# Tâches demandées:
(1) Selon le passage sur la Corée du Sud et l'Ukraine, à combien est évaluée la valeur totale du soutien sud-coréen ?
(2) Renommez « l’OTAN » en « l’Alliance atlantique » dans l'extrait du passage sur la Corée du Sud et l'Ukraine qui va de « Le soutien de » à « un conflit direct. », puis donnez l'extrait ainsi modifié.
#### Passage sélectionné
Dès l’invasion d’ampleur de l’Ukraine par la Russie le 24 février 2022, la Corée du Sud a adopté une position diplomatique claire : le pays soutient fermement l’intégrité territoriale de l'Ukraine et condamne l’agression russe. Néanmoins, le gouvernement sud-coréen a décidé de ne pas s’engager dans une aide militaire directe mais plutôt de se concentrer sur des initiatives économiques et humanitaires.
Le soutien de la Corée du Sud s’est illustré notamment par un soutien d’une valeur totale évaluée à environ 400 millions de dollars, centré sur l’aide humanitaire (matériel médical, produits de première nécessité) puis la reconstruction. Bien que non membre de l’OTAN, la Corée du Sud a renforcé son implication internationale en participant au sommet de Vilnius en juillet 2023, occasion d’annoncer sa contribution financière au plan d’aide globale de l’Alliance. Par ailleurs, la Corée du Sud applique les sanctions économiques internationales contre la Russie. Cette stratégie de soutien moral et matériel à l’Ukraine, sans exposer son pays, permet à Séoul de rester fidèle aux valeurs internationales tout en évitant d’être entraîné dans un conflit direct.
Ainsi, bien que son soutien à l’Ukraine soit notable, la Corée du Sud agit néanmoins avec prudence, consciente de ses intérêts stratégiques dans la région. Le gouvernement du président Yoon a montré sa solidarité avec les alliés occidentaux, notamment les États-Unis, tout en restant vigilant sur les effets de cette politique sur ses relations avec la Chine et la Russie. En effet, Séoul ne souhaite pas provoquer une rupture complète avec Moscou, en particulier sur les questions liées à la sécurité régionale, et ne veut pas trop dépendre des États-Unis, ce qui se ferait au détriment de ses liens avec Pékin.
########
#### Entrées extraites
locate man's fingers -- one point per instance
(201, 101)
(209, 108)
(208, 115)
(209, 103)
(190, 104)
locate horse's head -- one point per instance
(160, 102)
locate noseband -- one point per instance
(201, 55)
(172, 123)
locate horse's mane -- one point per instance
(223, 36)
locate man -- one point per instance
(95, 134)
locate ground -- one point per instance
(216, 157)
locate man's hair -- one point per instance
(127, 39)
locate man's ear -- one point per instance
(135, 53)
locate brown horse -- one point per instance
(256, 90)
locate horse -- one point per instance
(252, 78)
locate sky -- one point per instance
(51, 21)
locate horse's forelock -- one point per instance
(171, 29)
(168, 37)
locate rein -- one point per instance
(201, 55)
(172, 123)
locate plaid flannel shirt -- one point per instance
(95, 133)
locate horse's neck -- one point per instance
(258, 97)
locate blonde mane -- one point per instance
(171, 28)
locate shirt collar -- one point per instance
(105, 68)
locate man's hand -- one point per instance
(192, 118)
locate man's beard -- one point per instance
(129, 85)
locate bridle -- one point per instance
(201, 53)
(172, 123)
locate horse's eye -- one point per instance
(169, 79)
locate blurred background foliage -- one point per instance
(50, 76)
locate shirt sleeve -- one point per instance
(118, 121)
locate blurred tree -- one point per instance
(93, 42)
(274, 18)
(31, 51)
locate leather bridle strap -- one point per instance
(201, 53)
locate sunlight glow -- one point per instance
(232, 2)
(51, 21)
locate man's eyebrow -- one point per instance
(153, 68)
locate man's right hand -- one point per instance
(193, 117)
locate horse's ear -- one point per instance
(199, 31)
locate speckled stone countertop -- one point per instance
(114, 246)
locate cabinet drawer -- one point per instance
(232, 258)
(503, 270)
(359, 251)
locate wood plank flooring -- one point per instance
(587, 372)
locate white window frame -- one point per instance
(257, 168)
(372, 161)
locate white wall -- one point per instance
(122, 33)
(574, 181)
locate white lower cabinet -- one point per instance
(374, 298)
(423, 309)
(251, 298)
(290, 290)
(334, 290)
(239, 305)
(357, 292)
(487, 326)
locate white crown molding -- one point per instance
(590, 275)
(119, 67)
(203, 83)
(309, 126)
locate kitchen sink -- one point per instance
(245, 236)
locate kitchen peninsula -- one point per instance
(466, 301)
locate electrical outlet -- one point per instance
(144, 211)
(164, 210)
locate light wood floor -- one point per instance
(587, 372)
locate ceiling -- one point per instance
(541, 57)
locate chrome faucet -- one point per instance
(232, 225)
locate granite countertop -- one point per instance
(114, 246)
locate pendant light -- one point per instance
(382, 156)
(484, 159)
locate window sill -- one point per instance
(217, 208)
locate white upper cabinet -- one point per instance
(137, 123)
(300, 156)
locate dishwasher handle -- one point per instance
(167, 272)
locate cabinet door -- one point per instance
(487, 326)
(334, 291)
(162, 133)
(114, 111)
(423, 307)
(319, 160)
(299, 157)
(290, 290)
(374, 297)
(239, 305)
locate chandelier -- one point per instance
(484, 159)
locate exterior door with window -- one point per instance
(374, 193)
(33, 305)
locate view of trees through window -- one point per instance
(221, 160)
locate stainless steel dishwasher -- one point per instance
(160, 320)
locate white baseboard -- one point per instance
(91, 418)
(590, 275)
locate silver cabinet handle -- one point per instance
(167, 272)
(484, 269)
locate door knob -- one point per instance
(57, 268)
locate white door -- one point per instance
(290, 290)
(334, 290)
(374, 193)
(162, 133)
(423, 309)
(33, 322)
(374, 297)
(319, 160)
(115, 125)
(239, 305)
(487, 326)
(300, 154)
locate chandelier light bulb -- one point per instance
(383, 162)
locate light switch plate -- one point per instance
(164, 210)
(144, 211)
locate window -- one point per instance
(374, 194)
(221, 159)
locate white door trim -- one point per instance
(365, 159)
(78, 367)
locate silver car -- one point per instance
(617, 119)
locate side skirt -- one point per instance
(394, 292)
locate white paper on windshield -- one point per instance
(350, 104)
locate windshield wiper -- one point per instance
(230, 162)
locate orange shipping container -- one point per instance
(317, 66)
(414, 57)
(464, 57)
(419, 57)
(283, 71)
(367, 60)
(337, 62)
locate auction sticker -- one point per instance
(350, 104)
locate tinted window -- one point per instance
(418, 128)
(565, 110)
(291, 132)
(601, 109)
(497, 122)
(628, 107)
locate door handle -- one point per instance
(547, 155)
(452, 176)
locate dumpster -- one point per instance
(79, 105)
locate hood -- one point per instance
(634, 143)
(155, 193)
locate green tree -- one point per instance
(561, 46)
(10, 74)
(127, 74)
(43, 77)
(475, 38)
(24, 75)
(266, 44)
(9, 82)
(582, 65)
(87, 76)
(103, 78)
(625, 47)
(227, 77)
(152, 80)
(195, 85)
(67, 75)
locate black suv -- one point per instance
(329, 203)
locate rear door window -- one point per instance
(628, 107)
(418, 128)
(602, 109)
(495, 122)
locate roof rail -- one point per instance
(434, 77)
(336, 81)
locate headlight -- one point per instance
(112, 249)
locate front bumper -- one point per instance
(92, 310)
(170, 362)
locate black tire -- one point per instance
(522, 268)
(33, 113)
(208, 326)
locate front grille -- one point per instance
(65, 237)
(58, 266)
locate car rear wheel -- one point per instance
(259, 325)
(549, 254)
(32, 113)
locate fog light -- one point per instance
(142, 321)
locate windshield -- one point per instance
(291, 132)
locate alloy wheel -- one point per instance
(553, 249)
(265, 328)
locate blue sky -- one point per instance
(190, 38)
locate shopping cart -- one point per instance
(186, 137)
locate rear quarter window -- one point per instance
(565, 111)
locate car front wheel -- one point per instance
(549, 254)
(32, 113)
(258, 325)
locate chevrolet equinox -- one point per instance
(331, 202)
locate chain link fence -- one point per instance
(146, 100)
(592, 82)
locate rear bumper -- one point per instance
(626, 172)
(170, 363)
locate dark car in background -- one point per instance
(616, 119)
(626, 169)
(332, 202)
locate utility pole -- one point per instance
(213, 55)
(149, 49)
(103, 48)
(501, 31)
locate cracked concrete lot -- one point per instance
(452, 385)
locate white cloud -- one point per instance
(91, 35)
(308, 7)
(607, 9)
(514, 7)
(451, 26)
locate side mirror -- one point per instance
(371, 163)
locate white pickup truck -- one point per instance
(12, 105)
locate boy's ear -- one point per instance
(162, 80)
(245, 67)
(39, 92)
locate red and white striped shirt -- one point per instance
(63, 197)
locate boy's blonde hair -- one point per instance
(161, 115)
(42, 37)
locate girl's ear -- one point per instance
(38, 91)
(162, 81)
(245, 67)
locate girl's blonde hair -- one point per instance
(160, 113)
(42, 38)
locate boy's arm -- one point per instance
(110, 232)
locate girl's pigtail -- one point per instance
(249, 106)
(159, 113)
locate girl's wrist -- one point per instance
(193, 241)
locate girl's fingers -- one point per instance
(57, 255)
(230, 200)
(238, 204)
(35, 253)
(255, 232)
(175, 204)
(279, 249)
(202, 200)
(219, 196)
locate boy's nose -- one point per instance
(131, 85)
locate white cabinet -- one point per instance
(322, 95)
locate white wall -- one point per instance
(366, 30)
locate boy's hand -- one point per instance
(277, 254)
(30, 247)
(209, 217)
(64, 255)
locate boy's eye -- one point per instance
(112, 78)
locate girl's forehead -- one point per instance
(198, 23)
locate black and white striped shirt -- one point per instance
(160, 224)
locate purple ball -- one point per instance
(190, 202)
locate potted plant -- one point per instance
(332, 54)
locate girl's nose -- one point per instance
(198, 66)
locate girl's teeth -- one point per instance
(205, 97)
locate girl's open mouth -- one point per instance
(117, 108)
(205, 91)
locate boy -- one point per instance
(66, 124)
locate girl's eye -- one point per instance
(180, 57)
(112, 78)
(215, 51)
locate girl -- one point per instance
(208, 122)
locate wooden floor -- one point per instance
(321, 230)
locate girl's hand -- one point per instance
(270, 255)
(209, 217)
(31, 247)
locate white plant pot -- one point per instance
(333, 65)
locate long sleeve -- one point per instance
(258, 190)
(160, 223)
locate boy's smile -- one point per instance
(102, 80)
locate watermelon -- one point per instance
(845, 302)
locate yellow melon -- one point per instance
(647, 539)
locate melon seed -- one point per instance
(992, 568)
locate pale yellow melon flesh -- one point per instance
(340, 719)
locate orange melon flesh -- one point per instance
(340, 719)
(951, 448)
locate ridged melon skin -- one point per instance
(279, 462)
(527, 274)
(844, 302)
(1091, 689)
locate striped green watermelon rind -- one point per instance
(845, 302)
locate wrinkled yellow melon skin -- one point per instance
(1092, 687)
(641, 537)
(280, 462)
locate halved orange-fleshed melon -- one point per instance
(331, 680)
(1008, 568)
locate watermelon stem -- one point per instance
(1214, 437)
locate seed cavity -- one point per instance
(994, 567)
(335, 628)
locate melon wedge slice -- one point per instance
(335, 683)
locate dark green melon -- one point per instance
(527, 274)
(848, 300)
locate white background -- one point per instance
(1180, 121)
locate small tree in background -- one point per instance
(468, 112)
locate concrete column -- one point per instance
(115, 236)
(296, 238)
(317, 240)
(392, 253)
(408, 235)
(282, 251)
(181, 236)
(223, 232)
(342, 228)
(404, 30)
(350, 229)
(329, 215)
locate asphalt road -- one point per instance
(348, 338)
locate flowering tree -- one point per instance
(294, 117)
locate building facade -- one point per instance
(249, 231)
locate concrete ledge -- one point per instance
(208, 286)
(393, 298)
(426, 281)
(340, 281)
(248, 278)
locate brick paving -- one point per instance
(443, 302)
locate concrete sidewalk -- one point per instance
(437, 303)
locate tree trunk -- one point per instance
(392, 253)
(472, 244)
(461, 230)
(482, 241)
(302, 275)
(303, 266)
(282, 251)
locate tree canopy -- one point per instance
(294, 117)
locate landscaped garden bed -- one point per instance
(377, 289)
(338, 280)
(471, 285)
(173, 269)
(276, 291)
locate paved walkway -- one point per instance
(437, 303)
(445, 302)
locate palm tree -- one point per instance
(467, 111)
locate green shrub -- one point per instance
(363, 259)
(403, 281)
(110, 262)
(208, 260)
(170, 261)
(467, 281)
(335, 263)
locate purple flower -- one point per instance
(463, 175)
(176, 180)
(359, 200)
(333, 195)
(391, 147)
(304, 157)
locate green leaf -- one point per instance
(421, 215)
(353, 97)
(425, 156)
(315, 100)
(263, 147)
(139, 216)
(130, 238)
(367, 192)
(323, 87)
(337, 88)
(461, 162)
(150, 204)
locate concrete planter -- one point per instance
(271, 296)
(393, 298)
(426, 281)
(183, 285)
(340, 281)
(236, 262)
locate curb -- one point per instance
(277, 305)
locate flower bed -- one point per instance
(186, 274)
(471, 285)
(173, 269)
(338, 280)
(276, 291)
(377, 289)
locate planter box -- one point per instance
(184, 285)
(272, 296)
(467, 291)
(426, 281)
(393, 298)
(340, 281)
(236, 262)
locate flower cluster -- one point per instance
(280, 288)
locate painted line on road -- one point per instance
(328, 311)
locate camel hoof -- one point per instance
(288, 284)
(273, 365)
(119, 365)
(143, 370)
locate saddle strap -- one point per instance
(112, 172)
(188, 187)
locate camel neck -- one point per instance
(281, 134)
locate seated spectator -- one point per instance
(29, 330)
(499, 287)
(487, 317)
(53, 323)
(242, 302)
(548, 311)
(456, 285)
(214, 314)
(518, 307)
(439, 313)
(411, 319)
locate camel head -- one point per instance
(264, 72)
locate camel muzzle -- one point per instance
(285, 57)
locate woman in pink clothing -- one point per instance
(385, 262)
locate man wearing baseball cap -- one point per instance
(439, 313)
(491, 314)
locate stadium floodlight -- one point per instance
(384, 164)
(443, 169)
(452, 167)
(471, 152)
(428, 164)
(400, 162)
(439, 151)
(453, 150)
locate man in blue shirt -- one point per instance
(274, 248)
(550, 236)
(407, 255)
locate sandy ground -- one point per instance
########
# Résultats des tâches:
(1) À environ 400 millions de dollars.

(2)
Le soutien de la Corée du Sud s’est illustré notamment par un soutien d’une valeur totale évaluée à environ 400 millions de dollars, centré sur l’aide humanitaire (matériel médical, produits de première nécessité) puis la reconstruction. Bien que non membre de l’Alliance atlantique, la Corée du Sud a renforcé son implication internationale en participant au sommet de Vilnius en juillet 2023, occasion d’annoncer sa contribution financière au plan d’aide globale de l’Alliance. Par ailleurs, la Corée du Sud applique les sanctions économiques internationales contre la Russie. Cette stratégie de soutien moral et matériel à l’Ukraine, sans exposer son pays, permet à Séoul de rester fidèle aux valeurs internationales tout en évitant d’être entraîné dans un conflit direct.